* _EXERCISE MATERIALS_:

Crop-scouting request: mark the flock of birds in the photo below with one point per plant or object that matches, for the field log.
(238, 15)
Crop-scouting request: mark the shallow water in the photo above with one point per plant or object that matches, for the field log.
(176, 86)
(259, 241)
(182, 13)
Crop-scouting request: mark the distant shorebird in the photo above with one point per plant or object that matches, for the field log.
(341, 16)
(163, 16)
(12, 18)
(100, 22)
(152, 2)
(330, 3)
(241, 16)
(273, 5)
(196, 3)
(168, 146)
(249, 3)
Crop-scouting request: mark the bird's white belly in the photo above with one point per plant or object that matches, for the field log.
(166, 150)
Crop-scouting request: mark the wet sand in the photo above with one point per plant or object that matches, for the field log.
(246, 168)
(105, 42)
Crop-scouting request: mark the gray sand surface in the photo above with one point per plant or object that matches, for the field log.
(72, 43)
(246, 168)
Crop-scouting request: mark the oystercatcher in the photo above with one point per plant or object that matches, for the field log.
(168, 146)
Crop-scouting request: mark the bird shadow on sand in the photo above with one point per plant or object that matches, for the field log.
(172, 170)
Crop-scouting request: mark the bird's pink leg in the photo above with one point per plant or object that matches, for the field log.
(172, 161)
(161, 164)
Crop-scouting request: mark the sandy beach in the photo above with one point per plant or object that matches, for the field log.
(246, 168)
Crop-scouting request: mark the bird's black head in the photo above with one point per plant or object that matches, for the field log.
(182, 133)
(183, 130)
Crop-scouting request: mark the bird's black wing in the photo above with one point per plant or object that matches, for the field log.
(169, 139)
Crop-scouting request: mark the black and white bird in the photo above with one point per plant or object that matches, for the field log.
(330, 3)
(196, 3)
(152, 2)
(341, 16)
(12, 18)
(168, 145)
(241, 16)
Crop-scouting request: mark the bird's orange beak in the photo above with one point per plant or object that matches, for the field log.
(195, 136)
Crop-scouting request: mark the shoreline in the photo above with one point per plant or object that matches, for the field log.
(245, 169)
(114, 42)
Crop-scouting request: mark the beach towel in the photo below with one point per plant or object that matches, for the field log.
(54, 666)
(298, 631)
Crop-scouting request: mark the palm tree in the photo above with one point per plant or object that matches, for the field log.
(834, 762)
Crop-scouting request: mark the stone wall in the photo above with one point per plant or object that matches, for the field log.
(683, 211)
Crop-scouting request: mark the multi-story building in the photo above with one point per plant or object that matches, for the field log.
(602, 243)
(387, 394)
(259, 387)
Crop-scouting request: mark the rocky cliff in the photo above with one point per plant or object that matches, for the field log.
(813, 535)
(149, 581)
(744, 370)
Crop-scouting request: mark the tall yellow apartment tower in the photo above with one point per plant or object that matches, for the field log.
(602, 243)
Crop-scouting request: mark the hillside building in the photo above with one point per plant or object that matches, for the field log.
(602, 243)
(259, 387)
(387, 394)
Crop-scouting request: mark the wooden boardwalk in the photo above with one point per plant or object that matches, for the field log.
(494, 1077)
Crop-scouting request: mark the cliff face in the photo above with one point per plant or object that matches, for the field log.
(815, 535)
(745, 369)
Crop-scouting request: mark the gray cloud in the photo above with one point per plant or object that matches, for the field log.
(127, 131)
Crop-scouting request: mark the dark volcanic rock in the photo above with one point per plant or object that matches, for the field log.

* _TO DO_:
Please restate the material above exactly, line by line.

* _SOLUTION FOR THIS TASK_:
Crop-scouting request: mark the flock of birds in the photo below with one point per plant or object that matches, for the field log.
(238, 15)
Crop-scouting request: mark the shallow water in the photo above with one point per plant or object that matches, for the field log.
(176, 86)
(259, 241)
(182, 13)
Crop-scouting request: mark the distant shorebird in the photo above with one point per plant or object that matches, for the field log.
(341, 16)
(163, 16)
(12, 18)
(100, 22)
(152, 2)
(330, 3)
(241, 16)
(273, 5)
(196, 3)
(168, 146)
(249, 3)
Crop-scouting request: mark the bird's white belly in the photo above with one point per plant or object that matches, for the field log.
(166, 150)
Crop-scouting request: mark the wet sand in the photo above with one point per plant or object that matches, for the field log.
(246, 168)
(105, 42)
Crop-scouting request: mark the gray sand surface in the photo above with one point per plant or object that matches, for the field log.
(72, 43)
(246, 168)
Crop-scouting request: mark the oystercatcher in the photo above with one point per plant or object that matches, for the field log.
(168, 146)
Crop-scouting request: mark the bird shadow on sand in the photo above with one point per plant or object that matches, for the field log.
(172, 170)
Crop-scouting request: mark the bird's pink leg in the photo above with one point per plant or object that matches, for the field log.
(172, 161)
(161, 164)
Crop-scouting request: mark the sandy beach in the photo above with one point per plant or object that matches, for the field log.
(246, 168)
Crop-scouting request: mark the bird's black head in the photo above with one point per plant or object that matches, for the field log.
(182, 133)
(183, 130)
Crop-scouting request: mark the bird's black wing in the photo above with one point per plant or object that matches, for the field log.
(169, 139)
Crop-scouting request: mark the black and white bird in the photo above with one point per plant or object that matches, for the field log.
(330, 3)
(196, 3)
(152, 2)
(341, 16)
(12, 18)
(168, 145)
(241, 16)
Crop-scouting request: mark the bird's orange beak in the photo above with one point per plant or object that matches, for the field log.
(195, 136)
Crop-scouting request: mark the shoreline in the photo above with one point per plant or object that matches, for the field log.
(245, 169)
(114, 42)
Crop-scouting request: mark the beach towel in the photo below with one point per plant or object that matches, for the field log.
(54, 666)
(298, 631)
Crop-scouting request: mark the palm tree in the photo above with one point per plant or object that matches, for the field log.
(834, 762)
Crop-scouting request: mark the stone wall in the photo above with one point per plant or object that matches, for the field log.
(683, 211)
Crop-scouting request: mark the multi-story building in the photo above with one point per plant or object that matches, for the field log.
(602, 243)
(387, 394)
(259, 387)
Crop-scouting request: mark the rocky cliff in the photo above with one point per plant or object that matches, for the field log.
(813, 535)
(149, 581)
(744, 370)
Crop-scouting request: mark the tall yellow apartment tower in the photo above with one point per plant or object that matches, for the field log.
(602, 243)
Crop-scouting request: mark the hillside building in the photo above with one point per plant or object that matches, for the field log.
(602, 243)
(259, 387)
(387, 394)
Crop-scouting request: mark the wooden boardwalk in the photo above with one point per plant or object that matches, for the field log.
(494, 1077)
Crop-scouting request: mark the cliff face in the photo above with one point per plant or object that matches, for the field log.
(815, 535)
(745, 369)
Crop-scouting request: mark the gray cloud in the photo above with one point per plant or object that matches, for the field log.
(127, 131)
Crop-scouting request: mark the dark volcanic rock in the photo above with one point per plant or object that matches, for the field log.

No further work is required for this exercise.